> [Exercise goal]: Could you show each line of the records that contains the word "background"?
━━━━━━━━━━
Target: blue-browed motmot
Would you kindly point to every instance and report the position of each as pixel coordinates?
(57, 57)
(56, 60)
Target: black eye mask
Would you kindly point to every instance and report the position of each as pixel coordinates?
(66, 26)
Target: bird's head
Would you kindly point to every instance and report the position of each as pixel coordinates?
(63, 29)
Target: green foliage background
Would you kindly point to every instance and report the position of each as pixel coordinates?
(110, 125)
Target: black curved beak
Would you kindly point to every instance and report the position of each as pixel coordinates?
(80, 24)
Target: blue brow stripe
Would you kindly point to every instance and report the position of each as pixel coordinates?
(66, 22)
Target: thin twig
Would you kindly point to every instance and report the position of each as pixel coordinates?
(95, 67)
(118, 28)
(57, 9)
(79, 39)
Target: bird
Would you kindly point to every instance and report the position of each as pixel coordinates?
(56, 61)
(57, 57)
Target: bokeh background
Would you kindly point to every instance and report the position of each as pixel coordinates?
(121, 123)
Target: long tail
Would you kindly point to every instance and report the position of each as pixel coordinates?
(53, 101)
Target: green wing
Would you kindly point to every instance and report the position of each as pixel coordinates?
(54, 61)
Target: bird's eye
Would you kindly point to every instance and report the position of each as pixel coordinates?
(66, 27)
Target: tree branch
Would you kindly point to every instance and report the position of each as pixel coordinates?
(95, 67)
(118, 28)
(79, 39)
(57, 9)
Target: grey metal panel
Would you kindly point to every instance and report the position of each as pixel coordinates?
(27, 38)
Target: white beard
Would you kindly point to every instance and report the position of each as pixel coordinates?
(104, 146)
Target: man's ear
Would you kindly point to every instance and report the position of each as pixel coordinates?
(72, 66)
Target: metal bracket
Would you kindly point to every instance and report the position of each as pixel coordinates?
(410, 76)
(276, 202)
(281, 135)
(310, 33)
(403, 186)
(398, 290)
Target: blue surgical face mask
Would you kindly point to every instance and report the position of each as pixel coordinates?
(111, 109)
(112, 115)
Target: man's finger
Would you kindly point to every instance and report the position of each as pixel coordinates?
━━━━━━━━━━
> [Your solution]:
Target: green foliage background
Target: bokeh background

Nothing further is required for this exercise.